What is needed:
Reproduce each of the following records word for word, leaving out the pictures.

Rows:
★ ★ ★ ★ ★
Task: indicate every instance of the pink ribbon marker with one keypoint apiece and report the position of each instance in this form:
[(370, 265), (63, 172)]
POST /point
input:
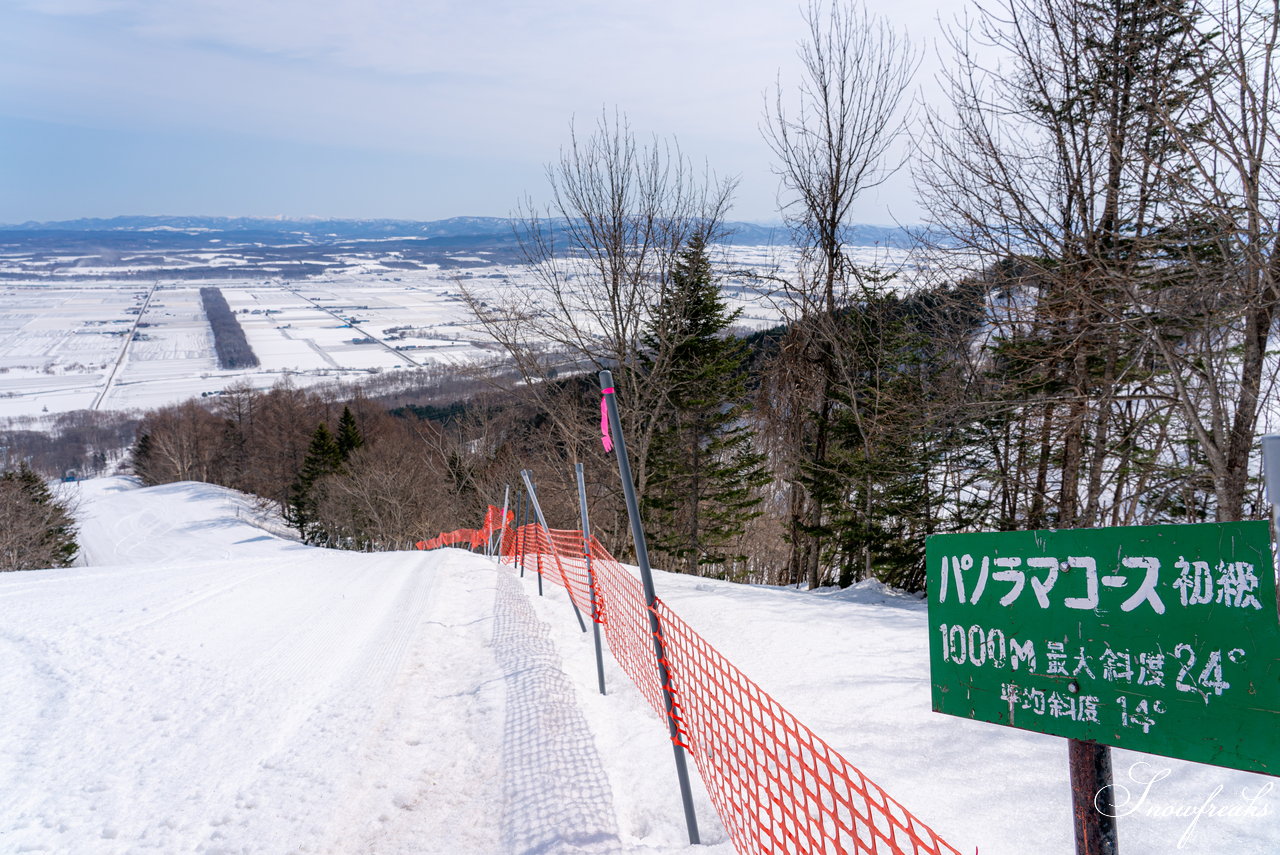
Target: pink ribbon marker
★ ★ ★ ★ ★
Task output:
Task: indicate every instance of the pink ribbon marker with one keypoint apiece and report the position of each instance in this form:
[(370, 265), (63, 172)]
POST /point
input:
Target: pink ribbon marker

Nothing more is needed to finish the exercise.